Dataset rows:
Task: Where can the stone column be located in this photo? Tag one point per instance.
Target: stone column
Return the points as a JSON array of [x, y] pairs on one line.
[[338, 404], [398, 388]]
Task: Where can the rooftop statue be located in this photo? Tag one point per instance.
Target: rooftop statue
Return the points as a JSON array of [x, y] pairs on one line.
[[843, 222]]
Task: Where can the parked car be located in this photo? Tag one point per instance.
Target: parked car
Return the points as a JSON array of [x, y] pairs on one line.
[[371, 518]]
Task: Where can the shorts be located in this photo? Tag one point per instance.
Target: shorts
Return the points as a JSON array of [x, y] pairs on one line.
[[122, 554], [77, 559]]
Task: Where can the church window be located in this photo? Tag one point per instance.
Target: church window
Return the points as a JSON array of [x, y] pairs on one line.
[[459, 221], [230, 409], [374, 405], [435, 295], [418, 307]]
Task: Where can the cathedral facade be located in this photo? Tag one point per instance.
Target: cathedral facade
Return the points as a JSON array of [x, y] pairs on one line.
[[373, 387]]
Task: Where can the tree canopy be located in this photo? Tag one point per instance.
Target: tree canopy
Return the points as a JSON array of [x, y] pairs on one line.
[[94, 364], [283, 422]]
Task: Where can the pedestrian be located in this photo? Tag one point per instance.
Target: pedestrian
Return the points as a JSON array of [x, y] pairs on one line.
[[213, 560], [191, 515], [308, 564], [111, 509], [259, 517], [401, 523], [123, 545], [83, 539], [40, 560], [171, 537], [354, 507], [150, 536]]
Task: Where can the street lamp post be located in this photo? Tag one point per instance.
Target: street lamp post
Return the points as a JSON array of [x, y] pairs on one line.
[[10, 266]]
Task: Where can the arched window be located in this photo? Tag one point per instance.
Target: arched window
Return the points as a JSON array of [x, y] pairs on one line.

Your instructions: Edit the stretch from the start of the records through the line that contains "[[459, 221], [230, 409], [374, 405], [435, 295], [418, 307]]", changing "Tag" to "Mark" and leaving everything else as it is.

Reply:
Task: Where can the stone column be located in this photo? Mark one point per instance.
Target: stone column
Return the points as a JSON array of [x, y] pairs on one line.
[[338, 404], [398, 388]]
Task: Where can the rooftop statue be located in this photo? Mark one point per instance.
Target: rooftop statue
Return the points as a JSON array of [x, y] pairs on one line.
[[843, 222]]
Task: Where can the parked car be located in this photo? Mark one point per instance.
Target: parked car
Return the points as a JSON array of [x, y] pairs on one line.
[[371, 518]]
Task: Where can the shorts be located in this photo? Mark one point per instance.
Target: shorts
Return the points as a JSON array of [x, y] pairs on one line.
[[122, 554], [77, 559]]
Task: Where can the church window be located in this photo? Mark one point per instance.
Target: church window
Return the points as a JSON array of [x, y] pairs on one line.
[[459, 221], [230, 409], [374, 405], [435, 295], [418, 307]]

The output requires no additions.